=== Selected excerpt ===
::::

Not to deter the train of thought or reason for this thread...
But I do have a question... so, Jeff, you're saying since wheat was, according to those numbers, much more prevalent on the American table in the late 1800s than now, that this should mean if wheat was causing us problems, we should be healthier now that the consumption is down fromthere?
Well... I would have some questions, though... I mean, it's an interesting observation, but I'm wondering IF people WERE in fact healthier in the late 1800s...can we know that? from correspondences I've transcribed from this time era, which is only a small amount, and again, casual observations, seems everybody had lots of arthritis and digestive problems, not to mention TB and stuff (celiacs more susceptible to TB too... I think I remember reading somehwere)... not to mention also that the wheat is difffernt now as to protein/gluten content, etc., as already discussed, plus, I'd say crude milling of the older varieties, if that's the only way it was eaten-- proably sourdoughed most of the time, could be a different story than now, with wheat something or other, along with dairy something or other, seem to be included in virtually all packaged or prepared foods and the commercial levening process entirely different. But maybe you do have a point though... I will think about that. But these are my thoughts right off the bat.
But also... here and now in our own time, wheat consumption is still up from 1976, when it was only 110 lbs., even if it is at 134 lbs. currently... interesting, because in Japan, apparently wheat consumption in 1955 was less than 50 lbs. per capita, has been rising since, as Japan westernizes and trades more and more with the U.S., and in 1990 was up to 70 lb.s, still way behind where we were even at our low 110 lbs. in 1976.
But in my original thought on this, I believe it is true and safe to say that in the 1900s, western countries were the main consumer of gluten grains, and that also, they were probably the main consumers of dairy products.
Global disease stats show certain things much more common among western countries than in other cultures... and two differences that I think I see in their diets are minimal or absent dairy and gluten. Now, this is probably like saying if Sam robs a bank and Joe happens to be in the car there with Sam at the time, and then if Sam robs a liquor store and Joe happens to be riding in his car then too... probably saying Joe is a person of interest, so to speak, because even though he may not have had anything to do with either robbery, it's weird he just always happens to be there and somebody might need to investigate if Joe does in fact have any role. And if I owned a bank or liquor store, I certainly woulnd't allow Sam, the known theif, anywhere near, and I also would feel the need to keep Joe away from my establishment too, given the suspicious nature of his presence with the other thefts...just to be on the cautious side until I could learn more about Joe.

::::

Answer these questions about the forum post on wheat consumption:
1. What figure does the post give for current wheat consumption?
2. According to the post, what had wheat consumption in Japan risen to by 1990?
3. In the post's comparison, which person is called the known thief?
The entries are not needed for this.

::::

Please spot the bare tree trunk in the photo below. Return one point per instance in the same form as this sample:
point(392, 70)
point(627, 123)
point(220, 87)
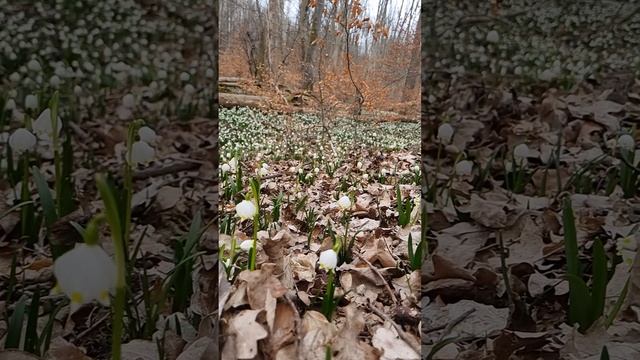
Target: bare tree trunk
point(303, 26)
point(414, 66)
point(309, 68)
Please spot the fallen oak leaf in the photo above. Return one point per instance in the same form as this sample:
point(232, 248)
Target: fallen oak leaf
point(247, 332)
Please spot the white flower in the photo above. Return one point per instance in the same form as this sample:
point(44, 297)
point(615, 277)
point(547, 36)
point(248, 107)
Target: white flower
point(246, 209)
point(43, 125)
point(128, 101)
point(141, 153)
point(328, 259)
point(493, 36)
point(464, 167)
point(54, 81)
point(234, 164)
point(31, 102)
point(344, 202)
point(147, 134)
point(84, 274)
point(22, 140)
point(445, 133)
point(246, 245)
point(626, 142)
point(34, 65)
point(521, 152)
point(10, 105)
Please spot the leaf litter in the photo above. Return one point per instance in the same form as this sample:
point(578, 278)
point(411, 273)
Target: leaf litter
point(274, 311)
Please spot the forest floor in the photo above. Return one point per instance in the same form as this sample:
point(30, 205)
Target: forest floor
point(153, 65)
point(302, 169)
point(502, 277)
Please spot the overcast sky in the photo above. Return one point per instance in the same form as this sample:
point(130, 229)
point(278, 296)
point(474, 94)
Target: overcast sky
point(371, 7)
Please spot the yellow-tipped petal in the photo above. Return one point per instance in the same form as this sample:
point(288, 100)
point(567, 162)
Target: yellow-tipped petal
point(56, 290)
point(104, 298)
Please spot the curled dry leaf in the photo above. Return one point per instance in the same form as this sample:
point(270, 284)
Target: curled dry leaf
point(246, 332)
point(258, 282)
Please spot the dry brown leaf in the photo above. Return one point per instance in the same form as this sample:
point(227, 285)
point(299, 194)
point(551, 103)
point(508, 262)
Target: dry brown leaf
point(247, 332)
point(258, 282)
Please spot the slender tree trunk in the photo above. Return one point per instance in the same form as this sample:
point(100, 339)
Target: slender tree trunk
point(309, 59)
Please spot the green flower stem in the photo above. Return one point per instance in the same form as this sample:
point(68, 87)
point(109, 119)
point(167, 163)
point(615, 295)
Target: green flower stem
point(128, 183)
point(113, 218)
point(53, 105)
point(328, 302)
point(24, 194)
point(254, 248)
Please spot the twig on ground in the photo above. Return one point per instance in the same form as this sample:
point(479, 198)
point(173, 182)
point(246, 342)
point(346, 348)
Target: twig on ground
point(375, 270)
point(403, 335)
point(164, 170)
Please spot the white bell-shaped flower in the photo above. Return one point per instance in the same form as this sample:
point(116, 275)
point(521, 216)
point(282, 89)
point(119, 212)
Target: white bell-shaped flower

::::

=== Answer to the exercise ===
1. 134 lbs.
2. 70 lbs.
3. Sam